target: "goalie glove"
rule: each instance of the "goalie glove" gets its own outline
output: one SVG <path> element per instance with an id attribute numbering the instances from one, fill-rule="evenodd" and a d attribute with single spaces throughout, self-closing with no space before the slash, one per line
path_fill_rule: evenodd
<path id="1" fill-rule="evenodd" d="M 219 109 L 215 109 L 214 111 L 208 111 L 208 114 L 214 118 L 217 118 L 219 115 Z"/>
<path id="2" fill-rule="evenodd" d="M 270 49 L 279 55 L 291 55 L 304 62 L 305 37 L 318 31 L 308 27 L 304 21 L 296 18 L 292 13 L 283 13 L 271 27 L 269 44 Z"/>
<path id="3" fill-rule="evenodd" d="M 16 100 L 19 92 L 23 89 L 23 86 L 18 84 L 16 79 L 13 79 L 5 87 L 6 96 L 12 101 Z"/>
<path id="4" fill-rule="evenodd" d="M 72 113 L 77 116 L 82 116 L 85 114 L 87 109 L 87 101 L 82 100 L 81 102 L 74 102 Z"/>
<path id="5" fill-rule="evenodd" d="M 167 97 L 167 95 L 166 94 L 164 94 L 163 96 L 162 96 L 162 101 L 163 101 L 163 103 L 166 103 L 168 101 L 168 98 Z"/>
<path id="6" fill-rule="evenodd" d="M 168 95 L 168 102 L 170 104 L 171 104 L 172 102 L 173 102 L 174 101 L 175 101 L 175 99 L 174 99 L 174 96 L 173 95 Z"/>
==*==
» Aim of the task:
Reproduce every row above verbatim, character for character.

» Worked solution:
target: "goalie glove"
rule: each instance of the "goalie glove" gets its own outline
output: one SVG <path> element per instance with an id attribute numbering the instances from one, fill-rule="evenodd" and a d attribute with single spaces throughout, self-closing with no space before the slash, one per line
path_fill_rule: evenodd
<path id="1" fill-rule="evenodd" d="M 219 109 L 215 109 L 214 111 L 208 111 L 208 114 L 214 118 L 217 118 L 219 115 Z"/>
<path id="2" fill-rule="evenodd" d="M 270 49 L 279 55 L 291 55 L 304 62 L 305 37 L 318 31 L 308 27 L 304 21 L 296 18 L 292 13 L 283 13 L 271 27 L 269 44 Z"/>
<path id="3" fill-rule="evenodd" d="M 16 100 L 19 92 L 23 89 L 23 86 L 18 84 L 16 79 L 13 79 L 5 87 L 6 96 L 12 101 Z"/>
<path id="4" fill-rule="evenodd" d="M 72 113 L 77 116 L 82 116 L 85 114 L 87 109 L 87 101 L 82 100 L 81 102 L 74 102 Z"/>
<path id="5" fill-rule="evenodd" d="M 167 97 L 167 95 L 166 94 L 164 94 L 163 96 L 162 96 L 162 101 L 163 101 L 163 103 L 166 103 L 168 101 L 168 98 Z"/>
<path id="6" fill-rule="evenodd" d="M 168 95 L 168 102 L 170 104 L 171 104 L 172 102 L 173 102 L 174 101 L 175 101 L 175 99 L 174 99 L 174 96 L 173 95 Z"/>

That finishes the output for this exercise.